SOURCE EXTRACT
⁂
- Also known as: Jeriq The Hussla
- Born: Jeremiah Chukwuebuka Ani May 6, 1999 (age 27) Nkpor, Onitsha, Nigeria
- Origin: Enugu, Nigeria
- Genres: Hip hop
- Occupations: Rapper; singer; songwriter;
- Years active: 2015-present

= Jeriq =

Nigerian rapper and singer (born 1999)

Jeremiah Chukwuebuka Ani (born May 6, 1999), known professionally as Jeriq, is a Nigerian rapper, singer, and songwriter. He gained initial recognition with the release of his EP Hood Boy Dream in 2020, which led to his signing with KOD Music Group that same year. His debut studio album, Billion Dollar Dream was released in 2022, and its follow-up, a deluxe version in 2023.

Billion Dollar Dream was nominated for Best Rap Album at The Headies 2023 Awards. The album featured the song My Bro (with Phyno), which received a nomination—Best Rap Song — at the same awards. Jeriq was featured on Zlatan's song Oganigwe, which reached number 47 on the Billboard Afrobeat Charts. Later in 2023, his collaborative track with rapper Blaqbonez, Nyem Ego (2021), was listed by Rolling Stone as one of the 40 Best Afropop Songs of the Year.

== Early life ==
Chukwuebuka was born in Nkpor, Anambra, Jeriq is a native of Enugu. He is the first child out of five. He attended his secondary school education at College of the Immaculate Conception, Enugu and proceeded to Enugu State University of Science and Technology (ESUT), where he obtained his bachelor's degree in Computer Science in 2021.
⁂
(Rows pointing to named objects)

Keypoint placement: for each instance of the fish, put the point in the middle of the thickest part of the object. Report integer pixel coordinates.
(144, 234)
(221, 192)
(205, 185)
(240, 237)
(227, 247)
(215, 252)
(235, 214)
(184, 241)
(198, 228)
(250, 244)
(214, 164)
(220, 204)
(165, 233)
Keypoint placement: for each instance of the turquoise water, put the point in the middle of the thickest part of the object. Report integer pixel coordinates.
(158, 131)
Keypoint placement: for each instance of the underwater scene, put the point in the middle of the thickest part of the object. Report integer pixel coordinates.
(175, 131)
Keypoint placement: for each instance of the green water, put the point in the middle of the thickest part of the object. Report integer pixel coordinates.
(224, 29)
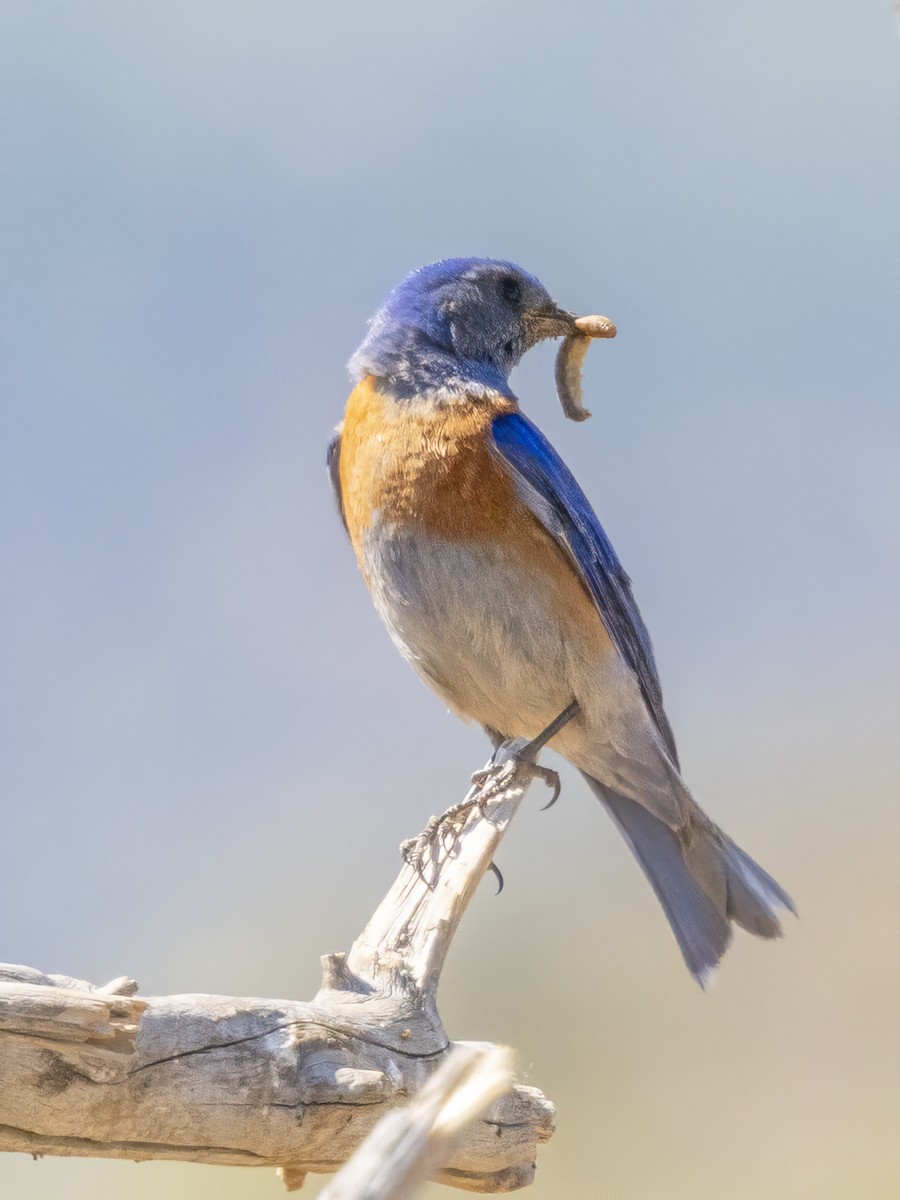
⁂
EXERCISES
1. According to the Jeriq profile, what degree did he obtain at Enugu State University of Science and Technology, and in what year?
2. Transcribe the passage of the Jeriq profile between "Nigerian rapper and" and "version in 2023.", inclusive.
These rows were drawn from a separate source.

RESULTS FOR EACH TASK
1. A bachelor's degree in Computer Science, in 2021.

2.
Nigerian rapper and singer (born 1999)

Jeremiah Chukwuebuka Ani (born May 6, 1999), known professionally as Jeriq, is a Nigerian rapper, singer, and songwriter. He gained initial recognition with the release of his EP Hood Boy Dream in 2020, which led to his signing with KOD Music Group that same year. His debut studio album, Billion Dollar Dream was released in 2022, and its follow-up, a deluxe version in 2023.